### DATA SUPPLIED

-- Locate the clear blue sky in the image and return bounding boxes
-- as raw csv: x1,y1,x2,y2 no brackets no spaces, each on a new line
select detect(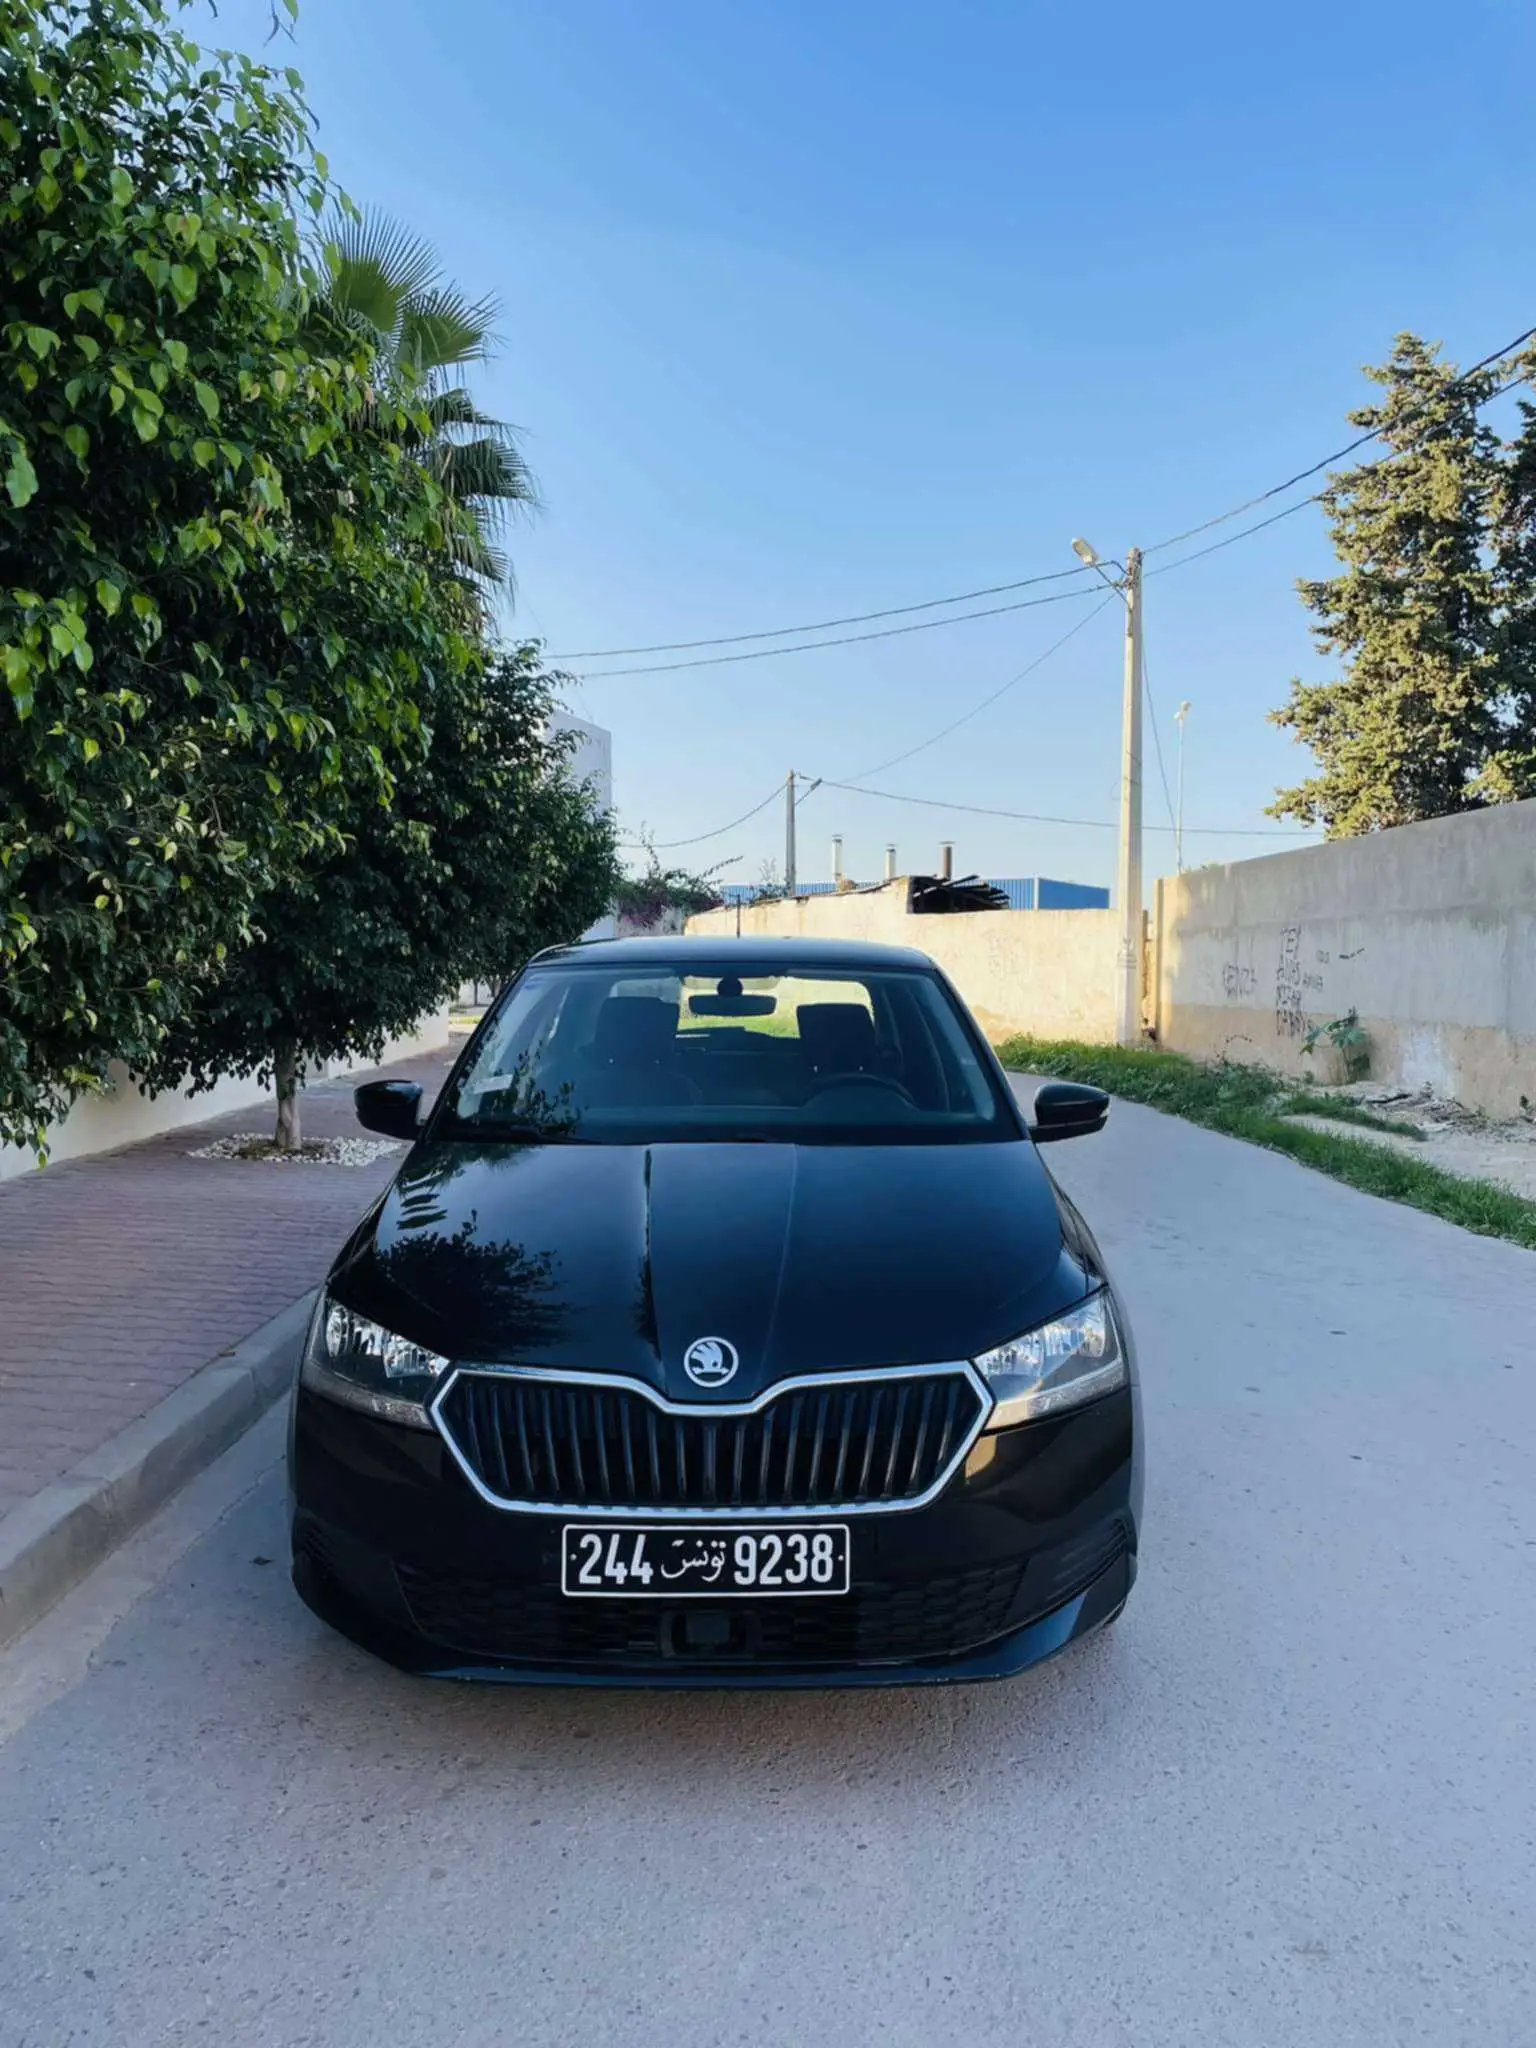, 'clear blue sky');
221,0,1536,892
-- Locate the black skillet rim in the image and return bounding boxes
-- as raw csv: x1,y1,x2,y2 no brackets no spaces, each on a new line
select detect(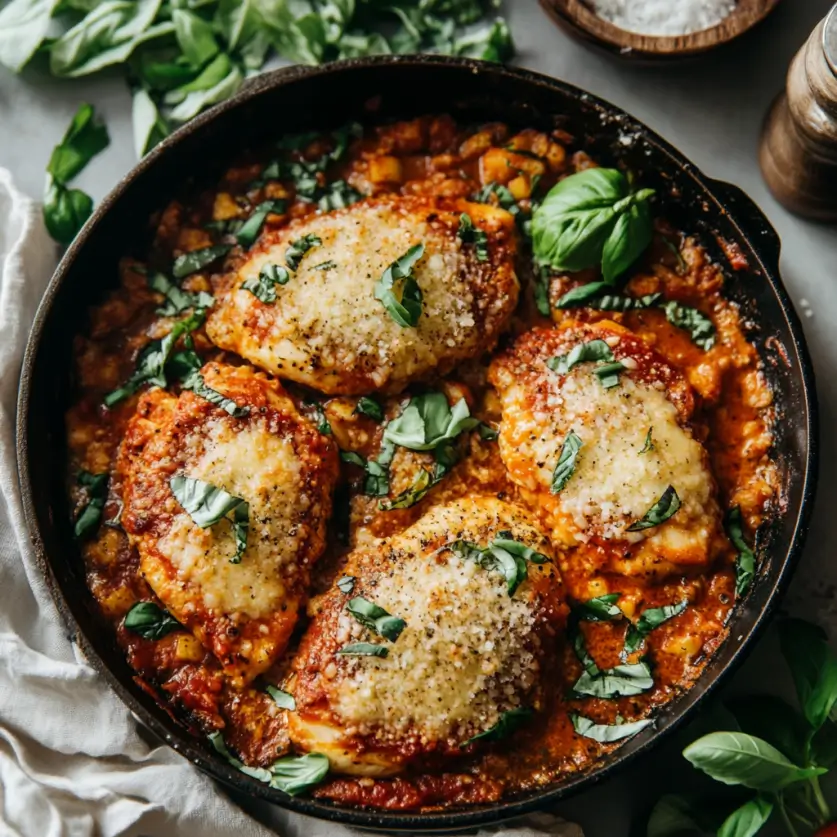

######

Determine how many lines of the records above hold the word "image" and give the number with nothing added.

2